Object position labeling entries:
>> START
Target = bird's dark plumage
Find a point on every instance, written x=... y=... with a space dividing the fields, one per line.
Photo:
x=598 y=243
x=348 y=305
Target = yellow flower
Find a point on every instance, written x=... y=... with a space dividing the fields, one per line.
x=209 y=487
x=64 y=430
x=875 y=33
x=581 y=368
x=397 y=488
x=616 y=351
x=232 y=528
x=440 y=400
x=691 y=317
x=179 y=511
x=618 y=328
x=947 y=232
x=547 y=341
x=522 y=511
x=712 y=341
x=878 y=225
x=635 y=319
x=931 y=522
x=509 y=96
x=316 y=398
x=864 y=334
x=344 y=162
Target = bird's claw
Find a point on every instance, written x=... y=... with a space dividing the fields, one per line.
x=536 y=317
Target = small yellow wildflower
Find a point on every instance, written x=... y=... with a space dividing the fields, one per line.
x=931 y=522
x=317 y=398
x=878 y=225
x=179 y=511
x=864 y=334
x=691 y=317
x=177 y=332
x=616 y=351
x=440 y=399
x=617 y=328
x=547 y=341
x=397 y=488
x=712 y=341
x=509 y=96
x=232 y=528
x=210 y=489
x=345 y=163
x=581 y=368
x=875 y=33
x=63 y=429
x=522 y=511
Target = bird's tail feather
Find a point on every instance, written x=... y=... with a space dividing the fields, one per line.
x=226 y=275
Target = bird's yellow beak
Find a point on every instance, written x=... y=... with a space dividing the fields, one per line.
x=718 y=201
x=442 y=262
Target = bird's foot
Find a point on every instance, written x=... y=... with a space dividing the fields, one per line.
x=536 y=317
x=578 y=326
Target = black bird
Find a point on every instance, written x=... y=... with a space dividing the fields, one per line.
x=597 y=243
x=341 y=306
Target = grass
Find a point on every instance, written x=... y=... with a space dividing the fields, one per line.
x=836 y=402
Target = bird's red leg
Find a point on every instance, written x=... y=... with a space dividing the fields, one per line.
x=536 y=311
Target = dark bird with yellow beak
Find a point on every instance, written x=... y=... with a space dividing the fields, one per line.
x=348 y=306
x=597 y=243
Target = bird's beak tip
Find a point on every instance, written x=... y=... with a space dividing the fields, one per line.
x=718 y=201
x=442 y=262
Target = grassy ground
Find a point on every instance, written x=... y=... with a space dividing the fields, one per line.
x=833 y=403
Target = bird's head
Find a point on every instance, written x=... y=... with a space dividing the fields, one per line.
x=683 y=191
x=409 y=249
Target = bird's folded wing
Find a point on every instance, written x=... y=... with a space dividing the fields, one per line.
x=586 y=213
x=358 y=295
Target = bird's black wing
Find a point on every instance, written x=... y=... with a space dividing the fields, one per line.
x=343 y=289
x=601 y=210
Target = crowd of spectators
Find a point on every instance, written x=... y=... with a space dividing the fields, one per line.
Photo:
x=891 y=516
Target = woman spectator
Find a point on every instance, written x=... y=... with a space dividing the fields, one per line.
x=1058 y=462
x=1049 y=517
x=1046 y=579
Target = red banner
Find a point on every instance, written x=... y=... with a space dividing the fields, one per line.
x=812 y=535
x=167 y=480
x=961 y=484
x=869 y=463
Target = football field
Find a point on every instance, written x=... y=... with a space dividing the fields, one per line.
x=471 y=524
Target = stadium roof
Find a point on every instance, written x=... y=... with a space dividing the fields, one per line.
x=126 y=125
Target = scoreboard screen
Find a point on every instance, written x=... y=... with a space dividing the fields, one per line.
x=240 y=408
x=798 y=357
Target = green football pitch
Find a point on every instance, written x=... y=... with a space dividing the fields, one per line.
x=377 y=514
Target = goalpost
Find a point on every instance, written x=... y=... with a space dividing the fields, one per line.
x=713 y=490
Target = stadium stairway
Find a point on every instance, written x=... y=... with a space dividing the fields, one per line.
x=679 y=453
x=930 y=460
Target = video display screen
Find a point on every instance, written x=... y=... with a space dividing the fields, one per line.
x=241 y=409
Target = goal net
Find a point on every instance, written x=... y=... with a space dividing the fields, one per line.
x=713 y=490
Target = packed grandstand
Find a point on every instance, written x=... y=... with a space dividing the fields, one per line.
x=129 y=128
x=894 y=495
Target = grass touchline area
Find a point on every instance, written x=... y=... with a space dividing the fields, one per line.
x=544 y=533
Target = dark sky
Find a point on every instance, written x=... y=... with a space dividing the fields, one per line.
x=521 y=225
>> END
▸ Written task
Can you rewrite every line of the listing above as a Markdown table with the columns Row and Line, numbering the lines in order and leaving out blank ones?

▸ Answer in full
| Row | Line |
|---|---|
| 1 | Target = bird's dark plumage |
| 2 | Find a point on every instance, written x=... y=... with a space dividing the fields, one per line. |
| 3 | Photo: |
| 4 | x=598 y=243 |
| 5 | x=348 y=305 |
| 6 | Target = yellow flower |
| 7 | Find a point on every instance, written x=... y=... with a space dividing the fields, one per line. |
| 8 | x=209 y=487 |
| 9 | x=64 y=430 |
| 10 | x=875 y=33 |
| 11 | x=581 y=368 |
| 12 | x=397 y=488 |
| 13 | x=616 y=351 |
| 14 | x=232 y=528 |
| 15 | x=440 y=400 |
| 16 | x=691 y=317 |
| 17 | x=179 y=511 |
| 18 | x=618 y=328 |
| 19 | x=947 y=232 |
| 20 | x=547 y=341 |
| 21 | x=522 y=511 |
| 22 | x=712 y=341 |
| 23 | x=878 y=225 |
| 24 | x=635 y=319 |
| 25 | x=931 y=522 |
| 26 | x=509 y=96 |
| 27 | x=316 y=398 |
| 28 | x=864 y=334 |
| 29 | x=344 y=162 |
| 30 | Target = bird's claw |
| 31 | Find a point on every instance, written x=... y=... with a space dividing the fields, one per line. |
| 32 | x=536 y=317 |
| 33 | Target = small yellow wildflower |
| 34 | Find a point on every instance, written x=... y=... with a space dividing the fields, one per line. |
| 35 | x=931 y=522 |
| 36 | x=317 y=398 |
| 37 | x=878 y=225 |
| 38 | x=179 y=511 |
| 39 | x=864 y=334 |
| 40 | x=691 y=317 |
| 41 | x=177 y=332 |
| 42 | x=616 y=351 |
| 43 | x=440 y=399 |
| 44 | x=617 y=328 |
| 45 | x=547 y=341 |
| 46 | x=397 y=488 |
| 47 | x=712 y=341 |
| 48 | x=509 y=96 |
| 49 | x=232 y=528 |
| 50 | x=210 y=489 |
| 51 | x=345 y=163 |
| 52 | x=581 y=368 |
| 53 | x=875 y=33 |
| 54 | x=63 y=429 |
| 55 | x=522 y=511 |
| 56 | Target = bird's tail feather |
| 57 | Find a point on every instance, written x=... y=... with a space dividing the fields, one per line. |
| 58 | x=226 y=275 |
| 59 | Target = bird's yellow beak |
| 60 | Find a point on every instance, written x=... y=... with a space dividing the fields, one per line. |
| 61 | x=718 y=201 |
| 62 | x=442 y=262 |
| 63 | Target = bird's foot |
| 64 | Find a point on every instance, written x=... y=... with a space dividing the fields, one per line. |
| 65 | x=536 y=317 |
| 66 | x=578 y=326 |
| 67 | Target = black bird |
| 68 | Find a point on every instance, written x=... y=... with a space dividing the fields, one per line. |
| 69 | x=597 y=243 |
| 70 | x=341 y=306 |
| 71 | Target = grass |
| 72 | Find a point on every instance, written x=... y=... with a space dividing the fields, one per line. |
| 73 | x=836 y=402 |
| 74 | Target = bird's red leg |
| 75 | Find a point on every instance, written x=... y=... with a space dividing the fields, one per line. |
| 76 | x=536 y=311 |
| 77 | Target = dark bird with yellow beak |
| 78 | Find a point on every instance, written x=... y=... with a space dividing the fields, one per line. |
| 79 | x=348 y=306 |
| 80 | x=597 y=243 |
| 81 | Target = bird's beak tip |
| 82 | Find a point on every instance, written x=... y=... with a space dividing the fields, one per line. |
| 83 | x=718 y=201 |
| 84 | x=442 y=262 |
| 85 | Target = grassy ground |
| 86 | Find a point on every instance, written x=... y=... with a space dividing the fields, one per line. |
| 87 | x=833 y=403 |
| 88 | Target = bird's head |
| 89 | Find a point on every instance, written x=... y=... with a space dividing the fields, one per line. |
| 90 | x=683 y=191 |
| 91 | x=409 y=249 |
| 92 | Target = bird's folded wing |
| 93 | Find a point on every instance, written x=... y=... with a space dividing the fields, one per line. |
| 94 | x=586 y=213 |
| 95 | x=358 y=295 |
| 96 | Target = bird's black wing |
| 97 | Find a point on every instance, written x=... y=... with a space dividing the fields, one per line. |
| 98 | x=343 y=289 |
| 99 | x=601 y=210 |
| 100 | Target = crowd of spectators |
| 101 | Find a point on every instance, written x=... y=... with a space dividing the fields, one per line. |
| 102 | Photo: |
| 103 | x=891 y=516 |
| 104 | Target = woman spectator |
| 105 | Find a point on every instance, written x=... y=... with a space dividing the fields, one per line. |
| 106 | x=1058 y=462 |
| 107 | x=1049 y=517 |
| 108 | x=1046 y=579 |
| 109 | Target = red banner |
| 110 | Find a point on every instance, written x=... y=... with a space dividing the fields, one per line. |
| 111 | x=812 y=535 |
| 112 | x=167 y=480 |
| 113 | x=961 y=484 |
| 114 | x=869 y=463 |
| 115 | Target = football field |
| 116 | Find a point on every instance, written x=... y=... with a space dividing the fields, one per line. |
| 117 | x=471 y=524 |
| 118 | Target = stadium roof |
| 119 | Find a point on every instance, written x=... y=... with a space dividing the fields, one per line. |
| 120 | x=126 y=125 |
| 121 | Target = scoreboard screen |
| 122 | Find a point on every instance, written x=... y=... with a space dividing the fields, one per line. |
| 123 | x=240 y=408 |
| 124 | x=798 y=357 |
| 125 | Target = green football pitch |
| 126 | Find a point on every instance, written x=... y=... with a space dividing the fields, one per line. |
| 127 | x=377 y=514 |
| 128 | Target = goalpost |
| 129 | Find a point on every instance, written x=... y=... with a space dividing the fields, one per line. |
| 130 | x=713 y=490 |
| 131 | Target = stadium stairway |
| 132 | Find a point on every instance, written x=... y=... with a space dividing the fields, one per line. |
| 133 | x=679 y=453 |
| 134 | x=930 y=460 |
| 135 | Target = video display screen |
| 136 | Find a point on every instance, written x=... y=... with a space dividing the fields, one per line. |
| 137 | x=241 y=409 |
| 138 | Target = goal net |
| 139 | Find a point on every instance, written x=... y=... with a space dividing the fields, one per line. |
| 140 | x=713 y=490 |
| 141 | Target = packed grandstand |
| 142 | Find a point on every instance, written x=... y=... with a space dividing the fields, one per line. |
| 143 | x=129 y=128 |
| 144 | x=894 y=495 |
| 145 | Target = grass touchline area |
| 146 | Find a point on every instance, written x=... y=... with a space dividing the fields, one per line. |
| 147 | x=544 y=533 |
| 148 | Target = dark sky |
| 149 | Find a point on every instance, written x=... y=... with a space dividing the fields, one per line. |
| 150 | x=521 y=225 |